== Provided entries ==
☆ ☆ ☆ ☆ ☆

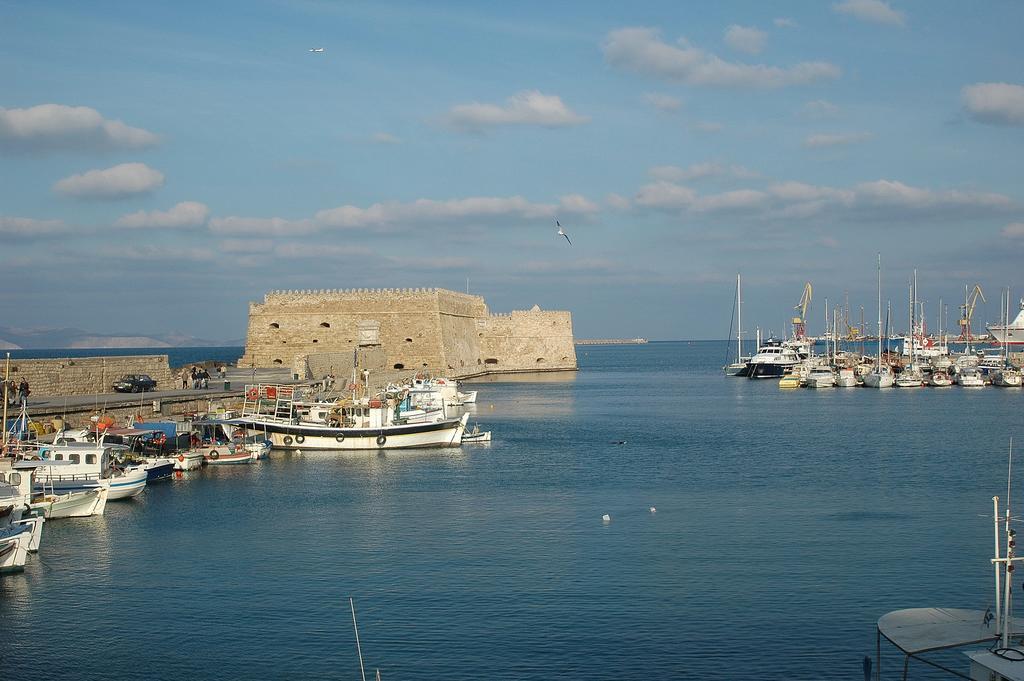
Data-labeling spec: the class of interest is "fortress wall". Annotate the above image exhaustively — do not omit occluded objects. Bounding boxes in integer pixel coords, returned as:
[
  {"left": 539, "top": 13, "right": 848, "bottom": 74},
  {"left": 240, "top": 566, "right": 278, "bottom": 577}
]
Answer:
[
  {"left": 239, "top": 289, "right": 577, "bottom": 378},
  {"left": 239, "top": 289, "right": 442, "bottom": 368},
  {"left": 0, "top": 354, "right": 176, "bottom": 395},
  {"left": 480, "top": 310, "right": 577, "bottom": 372}
]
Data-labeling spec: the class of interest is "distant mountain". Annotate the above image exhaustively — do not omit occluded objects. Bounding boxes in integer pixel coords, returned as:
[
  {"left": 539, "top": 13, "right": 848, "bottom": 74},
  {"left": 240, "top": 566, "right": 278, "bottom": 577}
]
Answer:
[{"left": 0, "top": 327, "right": 245, "bottom": 350}]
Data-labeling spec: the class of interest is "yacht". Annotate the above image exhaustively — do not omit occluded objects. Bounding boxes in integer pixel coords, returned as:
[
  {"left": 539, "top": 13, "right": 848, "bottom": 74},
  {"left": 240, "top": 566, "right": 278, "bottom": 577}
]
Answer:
[
  {"left": 985, "top": 298, "right": 1024, "bottom": 345},
  {"left": 746, "top": 340, "right": 804, "bottom": 378}
]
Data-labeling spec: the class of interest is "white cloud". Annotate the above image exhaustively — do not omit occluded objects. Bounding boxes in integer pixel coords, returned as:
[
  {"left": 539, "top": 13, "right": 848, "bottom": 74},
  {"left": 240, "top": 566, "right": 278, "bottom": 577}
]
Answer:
[
  {"left": 725, "top": 24, "right": 768, "bottom": 54},
  {"left": 0, "top": 220, "right": 68, "bottom": 237},
  {"left": 114, "top": 201, "right": 210, "bottom": 229},
  {"left": 603, "top": 28, "right": 840, "bottom": 88},
  {"left": 833, "top": 0, "right": 906, "bottom": 26},
  {"left": 804, "top": 132, "right": 871, "bottom": 148},
  {"left": 634, "top": 179, "right": 1017, "bottom": 220},
  {"left": 210, "top": 194, "right": 600, "bottom": 236},
  {"left": 961, "top": 83, "right": 1024, "bottom": 125},
  {"left": 1002, "top": 222, "right": 1024, "bottom": 239},
  {"left": 53, "top": 163, "right": 164, "bottom": 200},
  {"left": 801, "top": 99, "right": 840, "bottom": 119},
  {"left": 647, "top": 161, "right": 758, "bottom": 182},
  {"left": 643, "top": 92, "right": 683, "bottom": 112},
  {"left": 0, "top": 104, "right": 160, "bottom": 153},
  {"left": 447, "top": 90, "right": 590, "bottom": 131}
]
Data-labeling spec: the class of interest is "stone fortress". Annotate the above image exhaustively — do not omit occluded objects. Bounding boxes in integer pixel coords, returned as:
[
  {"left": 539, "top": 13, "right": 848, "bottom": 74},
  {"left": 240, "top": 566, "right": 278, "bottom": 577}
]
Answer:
[{"left": 239, "top": 289, "right": 577, "bottom": 380}]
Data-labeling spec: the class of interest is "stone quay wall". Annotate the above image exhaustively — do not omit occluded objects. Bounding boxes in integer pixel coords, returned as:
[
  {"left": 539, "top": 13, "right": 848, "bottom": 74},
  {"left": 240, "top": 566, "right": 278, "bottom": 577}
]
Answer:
[
  {"left": 0, "top": 354, "right": 175, "bottom": 401},
  {"left": 239, "top": 289, "right": 577, "bottom": 379}
]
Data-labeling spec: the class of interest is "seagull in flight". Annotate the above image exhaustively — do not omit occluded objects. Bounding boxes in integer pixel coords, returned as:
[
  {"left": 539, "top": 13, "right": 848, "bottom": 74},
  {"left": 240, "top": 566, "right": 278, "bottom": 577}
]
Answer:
[{"left": 555, "top": 220, "right": 572, "bottom": 246}]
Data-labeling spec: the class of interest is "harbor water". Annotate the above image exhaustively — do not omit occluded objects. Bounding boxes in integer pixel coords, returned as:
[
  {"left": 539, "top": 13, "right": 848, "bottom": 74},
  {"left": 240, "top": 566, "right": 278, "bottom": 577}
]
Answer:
[{"left": 0, "top": 342, "right": 1024, "bottom": 681}]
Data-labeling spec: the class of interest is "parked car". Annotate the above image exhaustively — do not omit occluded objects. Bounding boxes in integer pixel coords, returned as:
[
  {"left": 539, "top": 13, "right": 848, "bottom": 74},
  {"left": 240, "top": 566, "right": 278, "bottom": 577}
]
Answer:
[{"left": 114, "top": 374, "right": 157, "bottom": 392}]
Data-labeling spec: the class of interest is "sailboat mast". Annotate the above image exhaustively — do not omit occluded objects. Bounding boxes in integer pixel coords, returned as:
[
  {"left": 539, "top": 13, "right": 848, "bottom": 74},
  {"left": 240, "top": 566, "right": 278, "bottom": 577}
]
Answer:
[
  {"left": 736, "top": 272, "right": 743, "bottom": 361},
  {"left": 876, "top": 253, "right": 882, "bottom": 369}
]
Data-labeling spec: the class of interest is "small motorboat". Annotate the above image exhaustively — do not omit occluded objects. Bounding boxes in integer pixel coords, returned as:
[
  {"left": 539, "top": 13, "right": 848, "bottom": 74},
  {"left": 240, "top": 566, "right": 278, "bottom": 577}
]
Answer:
[{"left": 462, "top": 424, "right": 490, "bottom": 444}]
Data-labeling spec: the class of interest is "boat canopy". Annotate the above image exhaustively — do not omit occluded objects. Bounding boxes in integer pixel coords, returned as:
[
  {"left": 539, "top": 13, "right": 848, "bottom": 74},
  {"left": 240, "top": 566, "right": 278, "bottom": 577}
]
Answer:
[{"left": 879, "top": 607, "right": 1024, "bottom": 655}]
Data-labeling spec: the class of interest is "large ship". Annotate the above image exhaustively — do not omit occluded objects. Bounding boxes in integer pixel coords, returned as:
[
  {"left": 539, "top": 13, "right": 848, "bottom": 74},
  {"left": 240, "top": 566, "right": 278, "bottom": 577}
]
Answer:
[{"left": 985, "top": 298, "right": 1024, "bottom": 345}]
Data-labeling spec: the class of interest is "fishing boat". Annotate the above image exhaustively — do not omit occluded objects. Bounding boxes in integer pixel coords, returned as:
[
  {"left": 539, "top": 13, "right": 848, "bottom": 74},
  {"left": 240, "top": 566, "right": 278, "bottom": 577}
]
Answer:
[
  {"left": 36, "top": 442, "right": 148, "bottom": 501},
  {"left": 807, "top": 365, "right": 836, "bottom": 388},
  {"left": 722, "top": 274, "right": 751, "bottom": 376},
  {"left": 228, "top": 385, "right": 469, "bottom": 451},
  {"left": 462, "top": 424, "right": 490, "bottom": 444},
  {"left": 864, "top": 481, "right": 1024, "bottom": 681}
]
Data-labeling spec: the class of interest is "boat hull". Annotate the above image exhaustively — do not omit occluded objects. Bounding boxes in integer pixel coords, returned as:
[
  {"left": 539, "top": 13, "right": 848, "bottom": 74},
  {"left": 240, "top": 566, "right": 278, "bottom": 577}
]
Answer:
[{"left": 238, "top": 414, "right": 469, "bottom": 452}]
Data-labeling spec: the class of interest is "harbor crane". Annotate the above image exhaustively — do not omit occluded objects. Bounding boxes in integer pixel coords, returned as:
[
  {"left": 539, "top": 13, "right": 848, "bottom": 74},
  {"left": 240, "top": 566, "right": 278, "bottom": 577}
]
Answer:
[
  {"left": 956, "top": 284, "right": 988, "bottom": 344},
  {"left": 793, "top": 282, "right": 814, "bottom": 339}
]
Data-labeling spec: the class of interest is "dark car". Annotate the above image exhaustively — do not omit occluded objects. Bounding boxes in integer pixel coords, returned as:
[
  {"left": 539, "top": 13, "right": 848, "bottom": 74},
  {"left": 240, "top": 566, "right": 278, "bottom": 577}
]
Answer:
[{"left": 114, "top": 374, "right": 157, "bottom": 392}]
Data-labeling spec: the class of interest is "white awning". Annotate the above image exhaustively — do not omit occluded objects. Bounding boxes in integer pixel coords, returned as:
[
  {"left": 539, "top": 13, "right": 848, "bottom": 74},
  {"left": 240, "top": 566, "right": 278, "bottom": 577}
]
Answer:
[{"left": 879, "top": 607, "right": 1024, "bottom": 654}]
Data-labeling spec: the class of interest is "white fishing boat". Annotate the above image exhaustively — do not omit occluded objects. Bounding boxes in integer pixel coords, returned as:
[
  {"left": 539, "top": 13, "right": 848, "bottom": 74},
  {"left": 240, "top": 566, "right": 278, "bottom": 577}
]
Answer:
[
  {"left": 185, "top": 419, "right": 270, "bottom": 466},
  {"left": 806, "top": 365, "right": 836, "bottom": 388},
  {"left": 36, "top": 442, "right": 147, "bottom": 501},
  {"left": 864, "top": 481, "right": 1024, "bottom": 681},
  {"left": 462, "top": 425, "right": 490, "bottom": 444},
  {"left": 836, "top": 367, "right": 857, "bottom": 388},
  {"left": 956, "top": 367, "right": 985, "bottom": 388},
  {"left": 229, "top": 385, "right": 469, "bottom": 451}
]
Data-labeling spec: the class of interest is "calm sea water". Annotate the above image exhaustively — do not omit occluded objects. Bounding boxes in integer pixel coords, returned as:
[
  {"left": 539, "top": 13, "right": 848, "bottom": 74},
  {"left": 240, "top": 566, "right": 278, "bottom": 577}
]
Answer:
[{"left": 0, "top": 342, "right": 1024, "bottom": 680}]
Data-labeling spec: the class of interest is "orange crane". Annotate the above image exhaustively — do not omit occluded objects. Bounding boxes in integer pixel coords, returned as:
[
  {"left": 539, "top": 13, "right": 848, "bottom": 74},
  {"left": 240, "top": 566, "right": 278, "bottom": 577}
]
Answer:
[
  {"left": 956, "top": 284, "right": 988, "bottom": 343},
  {"left": 793, "top": 282, "right": 814, "bottom": 339}
]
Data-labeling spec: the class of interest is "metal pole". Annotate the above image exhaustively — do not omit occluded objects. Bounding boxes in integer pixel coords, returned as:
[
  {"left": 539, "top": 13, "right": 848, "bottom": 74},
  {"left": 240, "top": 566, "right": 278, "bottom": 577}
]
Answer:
[
  {"left": 348, "top": 596, "right": 367, "bottom": 681},
  {"left": 992, "top": 497, "right": 1002, "bottom": 634}
]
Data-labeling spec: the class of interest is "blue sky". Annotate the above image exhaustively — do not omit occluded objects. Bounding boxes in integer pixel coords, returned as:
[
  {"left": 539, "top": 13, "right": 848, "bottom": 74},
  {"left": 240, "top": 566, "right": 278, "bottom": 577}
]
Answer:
[{"left": 0, "top": 0, "right": 1024, "bottom": 339}]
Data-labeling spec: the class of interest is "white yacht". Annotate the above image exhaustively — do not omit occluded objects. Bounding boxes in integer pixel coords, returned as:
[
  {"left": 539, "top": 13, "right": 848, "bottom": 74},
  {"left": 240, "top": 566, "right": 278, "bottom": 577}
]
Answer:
[
  {"left": 985, "top": 298, "right": 1024, "bottom": 345},
  {"left": 746, "top": 341, "right": 804, "bottom": 378}
]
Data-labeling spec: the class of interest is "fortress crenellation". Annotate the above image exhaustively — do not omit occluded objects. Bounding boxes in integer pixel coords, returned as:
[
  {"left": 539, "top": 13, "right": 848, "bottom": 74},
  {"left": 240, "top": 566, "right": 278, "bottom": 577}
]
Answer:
[{"left": 240, "top": 288, "right": 577, "bottom": 376}]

☆ ☆ ☆ ☆ ☆

== Aim of the exercise ==
Collect every line above that contains the string "fishing". Copy each match in full, in its original order.

== Full answer ==
Data-labeling spec: the class of interest is "fishing boat". Annotate the above image exhaustively — do not omit occluded objects. Bounding boxes in integer pixel coords, returned as:
Data-labeling spec: the class of interest is "white fishing boat". Annotate the above image exhaustively — do not omit occluded objects. Bounding boxes in integer pixel coords, returned as:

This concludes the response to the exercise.